また、派手さがない分、他の色を引き立てる「引き算の色」としても重宝され、
モダンな空間や大人っぽいコーディネートにもぴったりです。
カーキ色と相性の良い色:プロが使う配色パターン
カーキ色は中間色なので、さまざまな色と調和しやすいのが特徴です。
代表的な好相性カラー
- 白・アイボリー:ナチュラルで清潔感のある組み合わせ
- マスタード・ボルドー:秋冬におすすめの温かみのある配色
- 黒・ネイビー:クールでモードな印象に
- サックスブルー・くすみピンク:優しい色とのコントラストで柔らかさを演出
配色に迷ったときは、明度や彩度の差を活かすことがポイントです。
和色の中のカーキ:日本の伝統色にも似た色がある

日本の伝統的な色の中にも、カーキに通じる色があります。

========================================

**担当課題 1:**
引用文の「カーキ色と相性の良い色:プロが使う配色パターン」から「日本の伝統的な色の中にも、カーキに通じる色があります。」までを両端も含めて示すこと。その際、「ネイビー」を「紺色」に修正する。
**担当課題 2:**
引用文の「配色に迷ったときは、明度や彩度の差を活かすことがポイントです。」という一文を英語に訳してください。

========================================

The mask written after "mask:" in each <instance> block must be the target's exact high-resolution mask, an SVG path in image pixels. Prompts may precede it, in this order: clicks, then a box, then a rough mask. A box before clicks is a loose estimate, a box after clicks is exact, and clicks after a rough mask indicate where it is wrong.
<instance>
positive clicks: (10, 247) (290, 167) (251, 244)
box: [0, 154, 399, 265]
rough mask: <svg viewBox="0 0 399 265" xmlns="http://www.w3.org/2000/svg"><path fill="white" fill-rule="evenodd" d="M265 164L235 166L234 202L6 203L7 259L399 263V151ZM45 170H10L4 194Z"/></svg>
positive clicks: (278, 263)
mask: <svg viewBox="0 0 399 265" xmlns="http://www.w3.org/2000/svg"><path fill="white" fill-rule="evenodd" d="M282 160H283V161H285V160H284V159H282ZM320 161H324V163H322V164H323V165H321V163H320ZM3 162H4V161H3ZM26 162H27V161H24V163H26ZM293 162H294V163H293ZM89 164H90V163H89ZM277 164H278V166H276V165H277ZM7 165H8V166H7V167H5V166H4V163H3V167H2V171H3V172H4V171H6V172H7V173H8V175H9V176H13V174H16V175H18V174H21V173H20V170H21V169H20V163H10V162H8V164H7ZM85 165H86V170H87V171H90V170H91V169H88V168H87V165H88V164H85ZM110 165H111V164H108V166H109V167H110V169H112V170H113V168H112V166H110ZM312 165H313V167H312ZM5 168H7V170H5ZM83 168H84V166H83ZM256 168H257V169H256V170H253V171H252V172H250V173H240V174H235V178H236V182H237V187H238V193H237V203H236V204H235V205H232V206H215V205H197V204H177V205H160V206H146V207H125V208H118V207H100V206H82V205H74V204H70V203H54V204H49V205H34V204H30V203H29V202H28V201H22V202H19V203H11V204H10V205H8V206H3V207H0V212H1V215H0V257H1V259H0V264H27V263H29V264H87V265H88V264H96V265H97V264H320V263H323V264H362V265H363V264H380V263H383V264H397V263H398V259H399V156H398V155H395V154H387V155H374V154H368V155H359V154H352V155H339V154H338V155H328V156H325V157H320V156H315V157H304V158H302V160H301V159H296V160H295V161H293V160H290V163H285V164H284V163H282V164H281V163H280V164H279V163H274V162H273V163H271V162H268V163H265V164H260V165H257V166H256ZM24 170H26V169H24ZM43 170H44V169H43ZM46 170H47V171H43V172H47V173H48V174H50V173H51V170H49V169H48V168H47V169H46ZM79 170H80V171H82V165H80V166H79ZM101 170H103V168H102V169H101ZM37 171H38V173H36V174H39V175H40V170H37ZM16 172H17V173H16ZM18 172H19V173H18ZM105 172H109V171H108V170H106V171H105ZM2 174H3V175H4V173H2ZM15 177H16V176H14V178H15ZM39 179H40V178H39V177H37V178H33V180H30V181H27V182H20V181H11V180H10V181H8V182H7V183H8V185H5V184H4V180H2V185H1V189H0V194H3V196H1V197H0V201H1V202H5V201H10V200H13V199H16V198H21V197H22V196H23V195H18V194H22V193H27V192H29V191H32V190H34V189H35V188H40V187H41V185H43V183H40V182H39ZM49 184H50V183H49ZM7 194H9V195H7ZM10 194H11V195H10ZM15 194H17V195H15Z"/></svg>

========================================

**出力結果 1:**
カーキ色と相性の良い色:プロが使う配色パターン
カーキ色は中間色なので、さまざまな色と調和しやすいのが特徴です。
代表的な好相性カラー
- 白・アイボリー:ナチュラルで清潔感のある組み合わせ
- マスタード・ボルドー:秋冬におすすめの温かみのある配色
- 黒・紺色:クールでモードな印象に
- サックスブルー・くすみピンク:優しい色とのコントラストで柔らかさを演出
配色に迷ったときは、明度や彩度の差を活かすことがポイントです。
和色の中のカーキ:日本の伝統色にも似た色がある

日本の伝統的な色の中にも、カーキに通じる色があります。

**出力結果 2:**
When you're unsure about a color scheme, the key is to make use of differences in lightness and saturation.